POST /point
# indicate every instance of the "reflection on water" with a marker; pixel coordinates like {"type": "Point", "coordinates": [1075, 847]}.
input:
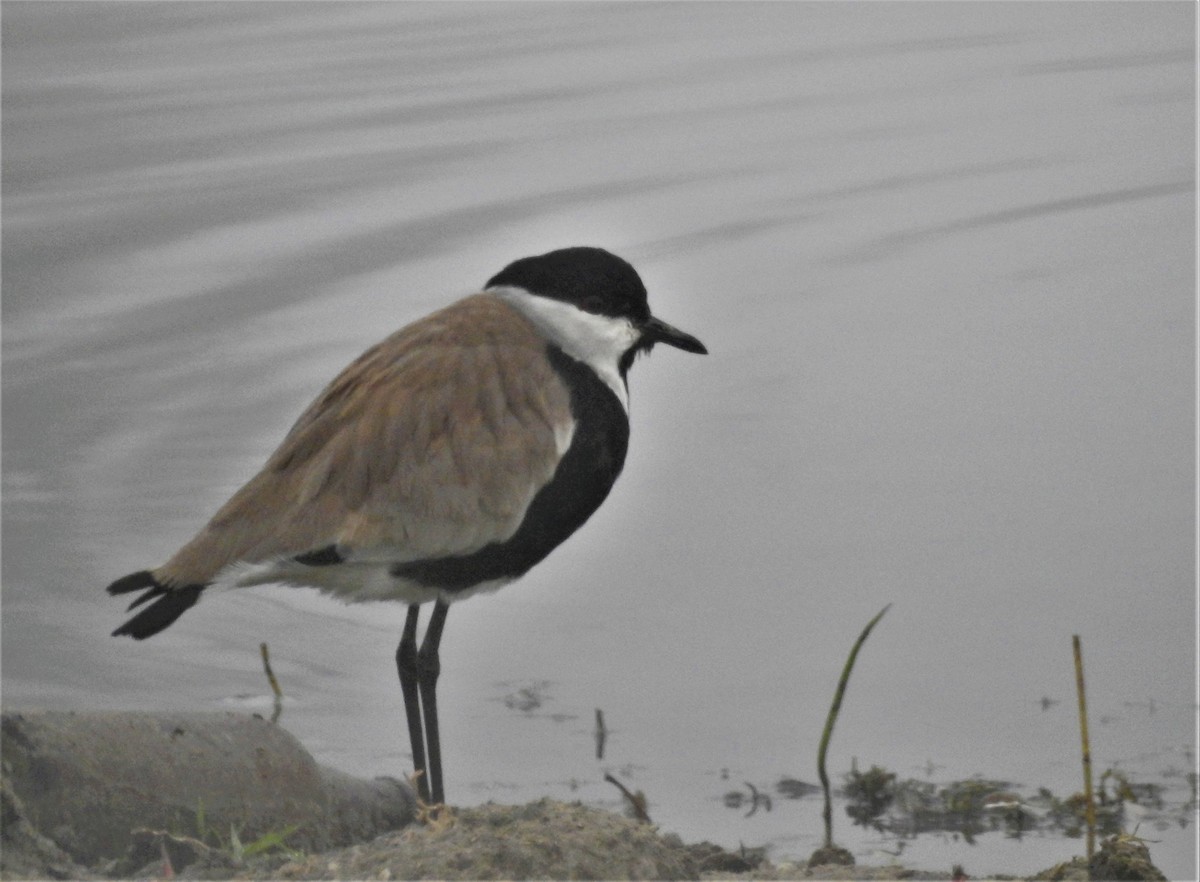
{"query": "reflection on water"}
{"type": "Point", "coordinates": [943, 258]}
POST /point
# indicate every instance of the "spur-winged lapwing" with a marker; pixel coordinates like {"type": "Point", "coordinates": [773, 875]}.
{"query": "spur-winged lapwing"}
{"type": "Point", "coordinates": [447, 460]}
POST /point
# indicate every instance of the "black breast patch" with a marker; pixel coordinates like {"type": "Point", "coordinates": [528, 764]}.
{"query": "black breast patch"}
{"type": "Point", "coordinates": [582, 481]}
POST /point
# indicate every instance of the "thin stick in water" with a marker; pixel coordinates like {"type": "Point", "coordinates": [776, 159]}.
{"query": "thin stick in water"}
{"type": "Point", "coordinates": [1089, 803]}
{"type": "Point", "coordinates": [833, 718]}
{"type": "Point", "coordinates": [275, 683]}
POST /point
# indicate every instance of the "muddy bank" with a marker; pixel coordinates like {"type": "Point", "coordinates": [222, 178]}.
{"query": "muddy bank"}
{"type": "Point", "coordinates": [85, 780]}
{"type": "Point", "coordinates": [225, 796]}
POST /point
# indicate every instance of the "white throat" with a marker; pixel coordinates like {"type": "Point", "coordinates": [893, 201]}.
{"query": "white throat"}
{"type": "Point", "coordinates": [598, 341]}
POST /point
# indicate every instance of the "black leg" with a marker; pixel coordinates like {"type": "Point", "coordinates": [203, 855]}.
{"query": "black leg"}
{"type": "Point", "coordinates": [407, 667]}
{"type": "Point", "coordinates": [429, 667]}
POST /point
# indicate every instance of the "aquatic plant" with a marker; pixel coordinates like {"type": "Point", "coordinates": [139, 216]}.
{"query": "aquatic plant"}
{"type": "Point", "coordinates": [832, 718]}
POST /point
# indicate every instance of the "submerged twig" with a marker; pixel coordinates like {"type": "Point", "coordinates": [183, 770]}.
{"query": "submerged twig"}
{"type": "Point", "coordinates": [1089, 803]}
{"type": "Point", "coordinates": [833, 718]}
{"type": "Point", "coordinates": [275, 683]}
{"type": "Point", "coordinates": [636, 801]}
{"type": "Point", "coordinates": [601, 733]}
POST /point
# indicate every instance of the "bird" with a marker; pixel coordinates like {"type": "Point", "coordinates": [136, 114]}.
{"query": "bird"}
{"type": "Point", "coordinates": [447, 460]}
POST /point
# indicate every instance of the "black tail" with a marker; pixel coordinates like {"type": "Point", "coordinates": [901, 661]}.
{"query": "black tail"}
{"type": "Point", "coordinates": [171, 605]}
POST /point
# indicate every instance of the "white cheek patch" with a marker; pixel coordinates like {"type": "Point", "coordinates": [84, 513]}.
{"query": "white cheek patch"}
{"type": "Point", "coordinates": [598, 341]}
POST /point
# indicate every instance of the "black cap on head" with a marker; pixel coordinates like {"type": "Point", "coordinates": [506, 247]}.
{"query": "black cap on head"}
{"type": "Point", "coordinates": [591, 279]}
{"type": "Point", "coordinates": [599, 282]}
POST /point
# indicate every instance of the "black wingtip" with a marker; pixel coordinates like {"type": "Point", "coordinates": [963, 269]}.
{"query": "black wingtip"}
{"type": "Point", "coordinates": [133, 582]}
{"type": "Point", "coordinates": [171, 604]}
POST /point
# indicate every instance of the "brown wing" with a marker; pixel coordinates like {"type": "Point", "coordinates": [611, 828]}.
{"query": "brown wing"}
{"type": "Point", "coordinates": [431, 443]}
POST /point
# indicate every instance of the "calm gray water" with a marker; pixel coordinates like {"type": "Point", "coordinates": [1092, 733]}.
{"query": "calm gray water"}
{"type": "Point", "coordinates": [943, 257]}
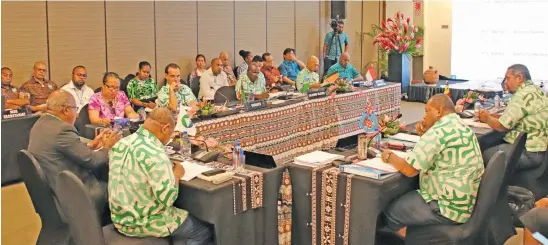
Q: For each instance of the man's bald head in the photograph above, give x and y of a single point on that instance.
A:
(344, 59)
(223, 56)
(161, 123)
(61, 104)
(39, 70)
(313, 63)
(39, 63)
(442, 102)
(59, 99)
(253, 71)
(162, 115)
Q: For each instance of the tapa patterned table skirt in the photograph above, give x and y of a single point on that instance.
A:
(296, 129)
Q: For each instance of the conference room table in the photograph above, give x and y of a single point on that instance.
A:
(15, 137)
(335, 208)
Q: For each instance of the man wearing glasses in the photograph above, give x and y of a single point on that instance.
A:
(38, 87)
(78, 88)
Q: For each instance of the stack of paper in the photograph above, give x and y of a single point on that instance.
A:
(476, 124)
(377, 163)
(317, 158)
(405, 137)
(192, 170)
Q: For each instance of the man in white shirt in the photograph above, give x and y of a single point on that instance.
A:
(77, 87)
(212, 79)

> WHAT NEEDS TO BE DONE:
Collect from the data above every line that includes "table".

> RESPONSE BOX:
Q: For each instance of the tapa patterned table skirt in the photograph above, give x and y of a single point on that instance.
Q: For each instance of the conference room table in the photograph above, give x and y of a single point on that instance.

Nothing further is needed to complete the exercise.